(Exercise aim):
Print each of the entries exactly, leaving nothing out.

"""

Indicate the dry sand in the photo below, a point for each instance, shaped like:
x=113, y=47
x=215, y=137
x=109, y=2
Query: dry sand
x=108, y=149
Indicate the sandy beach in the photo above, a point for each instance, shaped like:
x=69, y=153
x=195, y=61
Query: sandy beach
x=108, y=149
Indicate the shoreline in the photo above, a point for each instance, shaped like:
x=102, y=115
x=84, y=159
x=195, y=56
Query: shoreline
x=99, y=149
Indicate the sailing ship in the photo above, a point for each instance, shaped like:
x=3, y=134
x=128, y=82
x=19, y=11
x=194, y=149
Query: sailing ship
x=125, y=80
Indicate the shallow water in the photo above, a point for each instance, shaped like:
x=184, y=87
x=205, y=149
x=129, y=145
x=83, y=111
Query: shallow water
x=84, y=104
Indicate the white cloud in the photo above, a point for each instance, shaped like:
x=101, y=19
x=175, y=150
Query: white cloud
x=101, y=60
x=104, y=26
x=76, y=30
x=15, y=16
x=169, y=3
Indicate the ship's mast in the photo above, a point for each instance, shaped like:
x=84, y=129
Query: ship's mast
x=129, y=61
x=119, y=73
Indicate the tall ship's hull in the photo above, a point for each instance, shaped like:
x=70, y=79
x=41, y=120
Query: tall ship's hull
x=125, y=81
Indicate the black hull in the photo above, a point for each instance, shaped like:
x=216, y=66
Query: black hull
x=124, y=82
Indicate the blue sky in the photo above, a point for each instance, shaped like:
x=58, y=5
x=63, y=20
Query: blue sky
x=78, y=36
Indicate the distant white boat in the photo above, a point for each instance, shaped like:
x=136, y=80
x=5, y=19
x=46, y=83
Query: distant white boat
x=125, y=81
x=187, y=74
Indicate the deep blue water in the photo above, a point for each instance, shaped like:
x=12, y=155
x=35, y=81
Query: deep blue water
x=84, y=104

"""

(Answer box):
Indicate the dry sand in the photo below, a point for each instance, shaped like:
x=113, y=47
x=215, y=137
x=109, y=2
Query: dry sand
x=108, y=149
Indicate the sandy beach in the photo above, a point for each instance, shaped like:
x=69, y=153
x=195, y=61
Query: sandy beach
x=108, y=149
Indicate the shoreline in the photo above, a point for each instance, shaped like:
x=102, y=115
x=84, y=159
x=195, y=56
Query: shoreline
x=99, y=149
Indicate the sailing ship in the photo above, a point for each instance, shaped like:
x=3, y=134
x=128, y=82
x=19, y=11
x=194, y=149
Query: sailing ship
x=125, y=80
Indicate the shallow water in the photo above, a point for each instance, shaped like:
x=184, y=87
x=205, y=149
x=129, y=145
x=83, y=111
Query: shallow water
x=84, y=104
Indicate the white cloud in the photo above, a point for each instance, shaped like:
x=101, y=19
x=175, y=150
Query: white cloud
x=101, y=60
x=104, y=26
x=76, y=30
x=15, y=16
x=169, y=3
Indicate the ship's mast in the photo above, a point for each instance, shaped like:
x=84, y=129
Query: ship's mast
x=129, y=61
x=119, y=73
Indicate the tall ship's hull in the photo above, a point for each instance, shaped like:
x=70, y=79
x=41, y=120
Query: tall ship's hull
x=125, y=81
Indicate the black hull in the photo above, a point for each instance, shaped like:
x=216, y=66
Query: black hull
x=124, y=82
Indicate the blue sky in the photo above, a point for each instance, shaped like:
x=58, y=5
x=63, y=20
Query: blue sky
x=78, y=36
Indicate the distant white boat in the photo above, a point for each instance, shaped like:
x=136, y=80
x=5, y=19
x=46, y=83
Query: distant white boat
x=125, y=81
x=187, y=74
Indicate the deep blue water in the photo above, a point for each instance, shaped like:
x=12, y=155
x=35, y=81
Query: deep blue water
x=84, y=104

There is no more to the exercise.